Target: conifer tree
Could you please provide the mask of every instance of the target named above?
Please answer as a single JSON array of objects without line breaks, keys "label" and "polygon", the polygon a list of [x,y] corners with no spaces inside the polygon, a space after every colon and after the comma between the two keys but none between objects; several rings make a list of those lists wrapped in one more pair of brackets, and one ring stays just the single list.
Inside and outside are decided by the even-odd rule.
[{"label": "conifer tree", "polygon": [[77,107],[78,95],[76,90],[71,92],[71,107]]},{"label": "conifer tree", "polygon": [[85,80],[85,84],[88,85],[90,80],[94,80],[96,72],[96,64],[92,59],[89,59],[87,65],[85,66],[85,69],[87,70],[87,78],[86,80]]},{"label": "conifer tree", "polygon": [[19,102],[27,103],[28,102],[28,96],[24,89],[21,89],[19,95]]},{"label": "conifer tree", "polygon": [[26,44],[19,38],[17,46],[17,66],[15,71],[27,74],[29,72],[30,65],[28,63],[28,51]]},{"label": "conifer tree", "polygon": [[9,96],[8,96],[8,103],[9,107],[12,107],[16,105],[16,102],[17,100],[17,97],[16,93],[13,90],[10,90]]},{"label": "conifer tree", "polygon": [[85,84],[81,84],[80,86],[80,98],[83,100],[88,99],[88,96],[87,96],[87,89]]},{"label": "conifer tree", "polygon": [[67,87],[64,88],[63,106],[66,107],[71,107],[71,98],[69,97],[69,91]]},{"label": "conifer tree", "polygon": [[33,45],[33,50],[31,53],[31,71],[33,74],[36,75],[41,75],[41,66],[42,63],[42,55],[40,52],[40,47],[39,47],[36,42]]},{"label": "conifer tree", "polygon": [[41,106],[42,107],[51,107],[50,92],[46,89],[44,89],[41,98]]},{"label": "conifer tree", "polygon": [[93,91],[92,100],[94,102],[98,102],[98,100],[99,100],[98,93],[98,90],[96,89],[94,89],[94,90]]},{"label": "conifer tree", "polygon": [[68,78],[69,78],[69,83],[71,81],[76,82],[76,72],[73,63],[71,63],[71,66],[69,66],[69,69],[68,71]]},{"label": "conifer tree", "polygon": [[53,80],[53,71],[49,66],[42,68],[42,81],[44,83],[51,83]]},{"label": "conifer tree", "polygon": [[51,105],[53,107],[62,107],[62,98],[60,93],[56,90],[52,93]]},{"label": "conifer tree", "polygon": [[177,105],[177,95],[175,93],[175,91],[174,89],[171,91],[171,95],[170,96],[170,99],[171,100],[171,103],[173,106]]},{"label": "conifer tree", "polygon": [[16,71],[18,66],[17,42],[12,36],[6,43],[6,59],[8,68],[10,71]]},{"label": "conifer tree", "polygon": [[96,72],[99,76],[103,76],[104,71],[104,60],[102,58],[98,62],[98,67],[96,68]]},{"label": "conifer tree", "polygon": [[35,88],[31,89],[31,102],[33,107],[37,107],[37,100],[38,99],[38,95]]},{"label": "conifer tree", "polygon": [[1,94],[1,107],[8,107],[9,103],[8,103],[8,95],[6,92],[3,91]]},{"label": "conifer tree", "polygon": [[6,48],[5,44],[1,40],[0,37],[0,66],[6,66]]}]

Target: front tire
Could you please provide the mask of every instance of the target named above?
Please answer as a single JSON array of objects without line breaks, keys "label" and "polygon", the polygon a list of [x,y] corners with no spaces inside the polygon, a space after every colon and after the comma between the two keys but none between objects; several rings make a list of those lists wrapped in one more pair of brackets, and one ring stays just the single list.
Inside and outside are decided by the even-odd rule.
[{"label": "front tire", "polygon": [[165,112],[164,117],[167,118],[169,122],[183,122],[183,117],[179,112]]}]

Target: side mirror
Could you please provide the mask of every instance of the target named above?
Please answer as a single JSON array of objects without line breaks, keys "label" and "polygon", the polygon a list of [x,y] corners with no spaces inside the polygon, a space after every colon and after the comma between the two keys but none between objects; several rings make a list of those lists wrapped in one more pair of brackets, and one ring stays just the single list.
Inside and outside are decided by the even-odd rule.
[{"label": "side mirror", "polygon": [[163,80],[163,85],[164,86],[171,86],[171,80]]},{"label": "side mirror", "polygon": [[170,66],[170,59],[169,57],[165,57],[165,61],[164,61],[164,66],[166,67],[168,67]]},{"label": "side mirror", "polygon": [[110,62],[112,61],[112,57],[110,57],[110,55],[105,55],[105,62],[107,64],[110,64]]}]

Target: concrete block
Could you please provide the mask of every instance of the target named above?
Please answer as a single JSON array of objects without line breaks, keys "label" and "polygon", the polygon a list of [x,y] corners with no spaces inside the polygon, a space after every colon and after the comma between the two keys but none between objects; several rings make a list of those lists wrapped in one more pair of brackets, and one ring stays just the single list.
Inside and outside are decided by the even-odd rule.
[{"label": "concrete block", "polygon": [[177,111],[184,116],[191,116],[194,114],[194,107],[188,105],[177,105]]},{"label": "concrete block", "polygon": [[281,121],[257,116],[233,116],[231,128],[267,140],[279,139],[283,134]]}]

+++++

Copy out the entire listing above line for line, with nothing changed, added, or left out.

Full response:
Target: conifer tree
Could you please provide the mask of every instance of the target named above?
Please answer as a single JSON array of objects without line breaks, keys "label" and "polygon", the polygon a list of [x,y] corners with no spaces inside the polygon, a space after every colon and after the comma between the two keys but none between objects; several rings make a list of those lists wrapped in one more pair of brackets, and one ring stays just the single list.
Inside and outside are decided by the even-odd rule.
[{"label": "conifer tree", "polygon": [[77,107],[78,95],[76,90],[71,92],[71,107]]},{"label": "conifer tree", "polygon": [[85,80],[85,84],[88,85],[90,80],[94,80],[96,72],[96,64],[92,59],[89,59],[87,65],[85,66],[85,69],[87,70],[87,78],[86,80]]},{"label": "conifer tree", "polygon": [[19,102],[27,103],[28,102],[28,96],[24,89],[21,89],[19,95]]},{"label": "conifer tree", "polygon": [[26,44],[19,38],[17,46],[17,66],[15,71],[27,74],[29,72],[30,65],[28,63],[28,51]]},{"label": "conifer tree", "polygon": [[9,96],[8,96],[8,103],[9,107],[12,107],[16,105],[16,102],[17,100],[17,97],[16,93],[13,90],[10,90]]},{"label": "conifer tree", "polygon": [[85,84],[81,84],[80,86],[80,98],[83,100],[88,99],[88,96],[87,96],[87,89]]},{"label": "conifer tree", "polygon": [[67,87],[64,88],[63,106],[66,107],[71,107],[71,98],[69,97],[69,91]]},{"label": "conifer tree", "polygon": [[33,45],[33,50],[31,53],[31,71],[33,74],[36,75],[41,75],[41,66],[42,63],[42,55],[40,52],[40,47],[39,47],[36,42]]},{"label": "conifer tree", "polygon": [[41,106],[42,107],[51,107],[50,92],[46,89],[44,89],[41,98]]},{"label": "conifer tree", "polygon": [[93,91],[92,100],[94,102],[98,102],[98,100],[99,100],[98,93],[98,90],[96,89],[94,89],[94,90]]},{"label": "conifer tree", "polygon": [[68,78],[69,78],[69,83],[71,81],[76,82],[76,72],[73,63],[71,63],[71,66],[69,66],[69,69],[68,71]]},{"label": "conifer tree", "polygon": [[53,80],[53,71],[49,66],[42,68],[42,81],[44,83],[51,83]]},{"label": "conifer tree", "polygon": [[51,105],[53,107],[62,107],[62,98],[60,93],[56,90],[52,93]]},{"label": "conifer tree", "polygon": [[177,105],[177,95],[175,93],[175,91],[174,89],[171,91],[171,95],[170,96],[170,99],[171,100],[171,103],[173,106]]},{"label": "conifer tree", "polygon": [[16,71],[18,66],[17,42],[12,36],[6,43],[6,59],[8,68],[10,71]]},{"label": "conifer tree", "polygon": [[96,72],[99,76],[103,76],[104,71],[104,60],[102,58],[98,62],[98,67],[96,68]]},{"label": "conifer tree", "polygon": [[35,88],[31,89],[31,102],[33,107],[37,107],[37,100],[38,99],[38,95]]},{"label": "conifer tree", "polygon": [[1,94],[1,107],[8,107],[9,103],[8,103],[8,95],[6,92],[3,91]]},{"label": "conifer tree", "polygon": [[6,48],[5,44],[1,40],[0,37],[0,66],[6,66]]}]

Target: front tire
Could you please provide the mask of every instance of the target named above?
Please answer as a single JSON array of objects without line breaks, keys "label" and "polygon", the polygon a list of [x,y] corners with no spaces inside the polygon, a space after every colon and after the comma between the two keys but none between objects; several rings make a list of those lists wrapped in one more pair of brackets, and one ring stays just the single list.
Inside and outside are decided by the even-odd rule.
[{"label": "front tire", "polygon": [[165,112],[164,117],[167,118],[169,122],[183,122],[183,117],[179,112]]}]

Target: side mirror
Could you please provide the mask of every instance of the target named above?
Please answer as a single JSON array of objects without line breaks, keys "label" and "polygon", the polygon a list of [x,y] corners with no spaces inside the polygon, a space after every colon and after the comma between the two keys but none between objects; several rings make a list of those lists wrapped in one more pair of brackets, and one ring stays just the single list.
Inside and outside are decided by the even-odd rule.
[{"label": "side mirror", "polygon": [[163,80],[163,85],[164,86],[171,86],[171,80]]},{"label": "side mirror", "polygon": [[170,66],[170,59],[169,57],[165,57],[165,61],[164,61],[164,66],[166,67],[168,67]]},{"label": "side mirror", "polygon": [[110,62],[112,61],[112,57],[110,57],[110,55],[105,55],[105,62],[107,64],[110,64]]}]

Target: concrete block
Could you please provide the mask of every instance of the target named above?
Please answer as a single JSON array of objects without line breaks, keys "label" and "polygon", the polygon a list of [x,y] corners with no spaces inside the polygon, a space after every colon and after the comma between the two keys but none between objects; several rings make a list of those lists wrapped in one more pair of brackets, and one ring stays just the single list.
Inside and outside are decided by the even-odd rule.
[{"label": "concrete block", "polygon": [[177,111],[184,116],[191,116],[194,114],[194,107],[188,105],[177,105]]},{"label": "concrete block", "polygon": [[281,121],[257,116],[233,116],[231,128],[267,140],[279,139],[283,134]]}]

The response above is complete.